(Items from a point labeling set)
__________

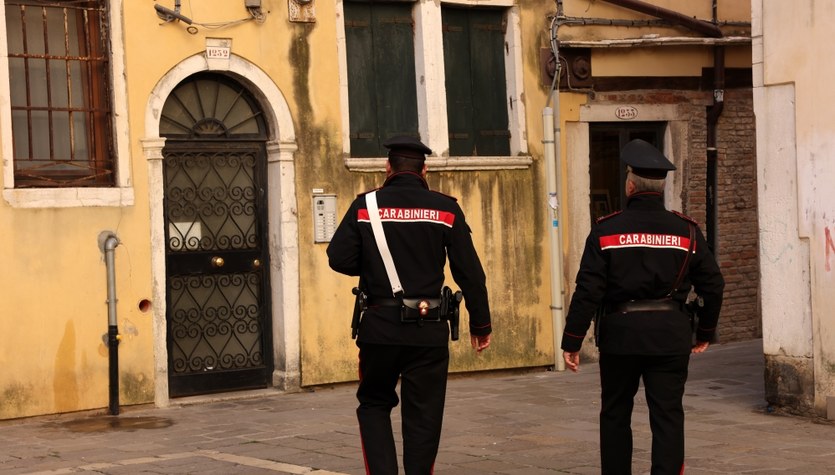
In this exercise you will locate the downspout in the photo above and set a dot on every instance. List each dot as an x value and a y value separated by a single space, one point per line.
713 111
551 150
107 243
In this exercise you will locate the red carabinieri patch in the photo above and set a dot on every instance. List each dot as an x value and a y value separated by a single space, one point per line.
656 241
409 215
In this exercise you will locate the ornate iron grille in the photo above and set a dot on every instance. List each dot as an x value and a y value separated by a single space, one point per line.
216 322
211 200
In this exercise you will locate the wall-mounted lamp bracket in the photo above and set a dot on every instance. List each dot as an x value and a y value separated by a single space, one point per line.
166 14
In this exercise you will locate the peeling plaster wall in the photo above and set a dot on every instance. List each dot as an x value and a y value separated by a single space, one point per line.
796 142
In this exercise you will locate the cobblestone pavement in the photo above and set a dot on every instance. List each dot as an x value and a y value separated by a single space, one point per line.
533 422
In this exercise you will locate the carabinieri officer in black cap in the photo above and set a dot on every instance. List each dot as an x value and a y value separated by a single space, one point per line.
422 228
637 270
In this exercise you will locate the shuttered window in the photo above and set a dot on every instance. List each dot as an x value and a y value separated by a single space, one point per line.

__________

Please write out every item above again, requests included, with each x and y coordinate in the answers multiplied by 2.5 and rounded to a whole number, halves rounded up. Leave the pictures out.

EXERCISE RESPONSE →
In this exercise you will locate the downspout in the photo above and set a dot on every instance. List each dot as an x value and a y value separated by a single space, one point per line.
1783 278
1378 375
268 608
In this exercise you will locate the red carabinieri patch in the photo above and set a dot on every instance. List each dot as an x value and a y value separated by a single space, one point per line.
1640 603
1023 538
In this exercise you will locate the ornate iron grille in the photo above and set a dot on every instance. List each dot as an x value and a y value separated by a single space, one point per line.
540 805
528 500
In this exercise you will locate the wall-mounted lamp bracket in the photo above and set a dot on every instance. List each dot as an x value and a y value separated by a single space, one point per line.
415 35
In this exercise you will locate the peeling plaster wall in the photo above and set a dot on every instance. List each dot as an x value and a y value separated by a single space, one point per line.
1990 355
In this exercise you will locate the cobblestone pavement in the photo above and set a dot on every instance. List each dot as an x value and a y value separated by a single space, one point per line.
1333 1055
In this exercise you will locate the carabinieri officer in black cap in the photo above and set a dot on every instance. List each dot as an x value and a y value separated by a single space, one point per line.
1055 570
1593 675
In this exercise you will locate the shuttered window in the photo above and set a dot on every instance. List each dot as an x value and a y value separated by a single space, one point per line.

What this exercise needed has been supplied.